## What the task asks
Render the records below as a two-column CSV with the columns text and answer, one row per record. Put each record's text and its answer in a single quoted field each, with line breaks replaced by spaces.

[Point placement records]
□ □ □ □ □ □ □

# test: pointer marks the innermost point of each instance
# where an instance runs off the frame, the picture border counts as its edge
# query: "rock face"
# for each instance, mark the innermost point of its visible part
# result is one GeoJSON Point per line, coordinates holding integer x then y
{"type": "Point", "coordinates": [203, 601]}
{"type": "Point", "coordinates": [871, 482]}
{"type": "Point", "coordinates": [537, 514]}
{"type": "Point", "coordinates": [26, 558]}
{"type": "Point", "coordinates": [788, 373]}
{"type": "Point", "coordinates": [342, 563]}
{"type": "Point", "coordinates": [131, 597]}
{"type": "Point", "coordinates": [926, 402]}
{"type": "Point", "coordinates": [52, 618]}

□ □ □ □ □ □ □

## Worked answer
text,answer
"# test: pointer marks the innermost point of each instance # where an instance runs off the frame, the picture border counts as its edge # query: ""rock face"" # for each instance, mark the innermost point of its visible part # result is one GeoJSON Point per line, coordinates holding integer x then y","{""type"": ""Point"", ""coordinates"": [203, 601]} {""type"": ""Point"", ""coordinates"": [871, 482]} {""type"": ""Point"", ""coordinates"": [537, 514]} {""type"": ""Point"", ""coordinates"": [26, 558]} {""type"": ""Point"", ""coordinates"": [788, 373]} {""type"": ""Point"", ""coordinates"": [342, 563]} {""type"": ""Point"", ""coordinates"": [131, 597]} {""type"": ""Point"", ""coordinates"": [926, 402]} {""type"": ""Point"", ""coordinates"": [52, 618]}"